> Prompt
Only the text of the records, copied exactly, is wanted; no pictures.

> Study material

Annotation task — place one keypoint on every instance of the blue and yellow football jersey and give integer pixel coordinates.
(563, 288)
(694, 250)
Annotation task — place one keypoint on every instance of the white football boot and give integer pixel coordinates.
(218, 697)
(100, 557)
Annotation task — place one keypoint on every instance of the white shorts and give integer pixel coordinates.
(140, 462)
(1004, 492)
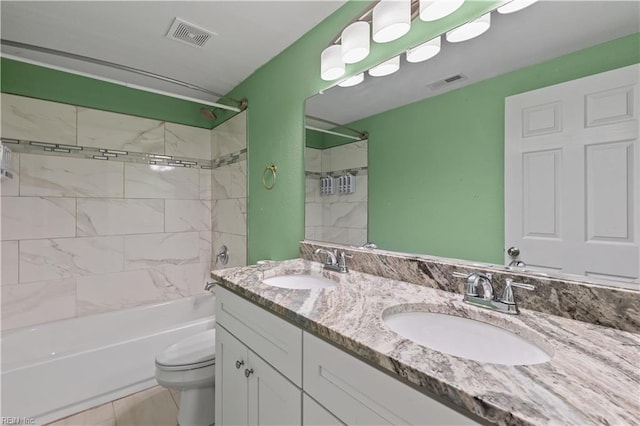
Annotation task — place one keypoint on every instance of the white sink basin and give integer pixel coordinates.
(299, 282)
(466, 338)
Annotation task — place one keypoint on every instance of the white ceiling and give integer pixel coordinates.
(543, 31)
(132, 33)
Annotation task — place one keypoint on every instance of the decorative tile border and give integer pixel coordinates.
(232, 158)
(613, 307)
(75, 151)
(92, 153)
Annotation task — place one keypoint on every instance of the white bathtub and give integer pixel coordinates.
(53, 370)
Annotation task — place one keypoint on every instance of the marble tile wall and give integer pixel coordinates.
(339, 218)
(229, 189)
(82, 236)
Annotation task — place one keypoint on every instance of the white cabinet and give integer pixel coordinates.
(258, 365)
(358, 394)
(248, 390)
(314, 414)
(275, 340)
(232, 388)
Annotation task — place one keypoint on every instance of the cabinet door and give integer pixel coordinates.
(358, 394)
(231, 383)
(314, 414)
(273, 400)
(277, 341)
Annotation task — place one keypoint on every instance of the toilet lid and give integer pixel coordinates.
(195, 349)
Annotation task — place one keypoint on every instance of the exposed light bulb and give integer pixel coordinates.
(355, 42)
(391, 20)
(424, 51)
(331, 65)
(432, 10)
(386, 68)
(470, 29)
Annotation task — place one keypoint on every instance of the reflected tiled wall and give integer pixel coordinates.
(338, 218)
(229, 188)
(82, 236)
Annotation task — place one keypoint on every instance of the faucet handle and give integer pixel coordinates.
(342, 260)
(471, 287)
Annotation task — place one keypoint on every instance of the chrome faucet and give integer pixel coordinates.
(505, 304)
(335, 261)
(515, 263)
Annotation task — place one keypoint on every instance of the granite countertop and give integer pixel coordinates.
(593, 376)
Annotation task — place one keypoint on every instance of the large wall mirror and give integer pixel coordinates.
(435, 168)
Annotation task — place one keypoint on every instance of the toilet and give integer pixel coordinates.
(189, 366)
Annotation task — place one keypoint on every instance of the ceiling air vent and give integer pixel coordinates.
(188, 33)
(441, 84)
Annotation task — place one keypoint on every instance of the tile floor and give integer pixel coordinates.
(156, 406)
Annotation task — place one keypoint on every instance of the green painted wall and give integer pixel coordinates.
(275, 118)
(20, 78)
(436, 166)
(275, 122)
(314, 139)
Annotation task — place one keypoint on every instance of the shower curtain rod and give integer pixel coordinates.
(242, 104)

> Result below
Annotation task — place one keypoint on every instance of the blue and yellow football jersey and give integer pixel coordinates.
(563, 288)
(694, 250)
Annotation task — place one keypoint on every instance of the white football boot and give integer pixel coordinates.
(218, 697)
(100, 557)
Annotation task — place one keypoint on every instance of the white shorts and give integer pixel coordinates.
(140, 462)
(1004, 492)
Annotation task — place one keypoint on every instance of the white sink basin and give integer pixel coordinates.
(299, 282)
(466, 338)
Annotation task — place one keypoint on every instance of the white ceiling and give integer pixel coordinates.
(543, 31)
(132, 33)
Annotation task — place one keypoint on every instance of the decorative tile border and give integer pixel coordinates.
(232, 158)
(613, 307)
(75, 151)
(92, 153)
Annotation task — place one keypoint on every instance of the white bathtub and give integer pixel coordinates.
(53, 370)
Annotation task — place one keypoint on every instance of the marble tile wall and give integer pixel coordinates.
(339, 218)
(229, 189)
(82, 236)
Annotation task — place one keypoint on every instance of the white cabinet and give integer pixel coordinates.
(258, 365)
(358, 394)
(248, 390)
(314, 414)
(275, 340)
(232, 388)
Annotation task — place one keypoint on every instance of the cabinet door and give integer pixel coordinates.
(358, 394)
(231, 383)
(314, 414)
(273, 400)
(277, 341)
Annotation task — place one keypoint on every instance of the toilet lid and give integer pixel coordinates.
(195, 349)
Annotation task — place one keypoint on every instance of the exposed light bulb and give integer pixel coordinates.
(355, 42)
(391, 20)
(424, 51)
(331, 65)
(432, 10)
(386, 68)
(470, 29)
Annotation task — place one keypoint on every instance of the reflected tiled wall and give integer pixel coordinates.
(338, 218)
(229, 188)
(82, 236)
Annotation task — place one keypoint on every instance of the faucet handle and give integer pixel coordinates.
(342, 260)
(471, 287)
Annotation task — place one keypoint on every instance of the chrome faucet and give integer pixel coordinates.
(505, 304)
(335, 261)
(515, 263)
Annotation task — place one keypoint on every instance of the granite countertop and give integer pixel coordinates.
(593, 376)
Annotation task — place one keypoint on every instance of the large wall mirror and give integer pixel coordinates.
(435, 168)
Annotation task — place one keypoint on every instance of the toilet and give integer pixel coordinates.
(189, 366)
Annotation task — place one keypoint on every instance of the ceiling air vent and give integer pixel coordinates.
(188, 33)
(441, 84)
Annotation task — place one keypoint on every instance of the tile floor and give integer pixel coordinates.
(156, 406)
Annotation task — place one keypoint on every instance of the green painted wall and give integer pixel coordinates.
(275, 118)
(20, 78)
(436, 166)
(275, 122)
(314, 139)
Annotation task — place one keypoint on every instance of the shower curtain rod and give integer pixel coordinates.
(242, 104)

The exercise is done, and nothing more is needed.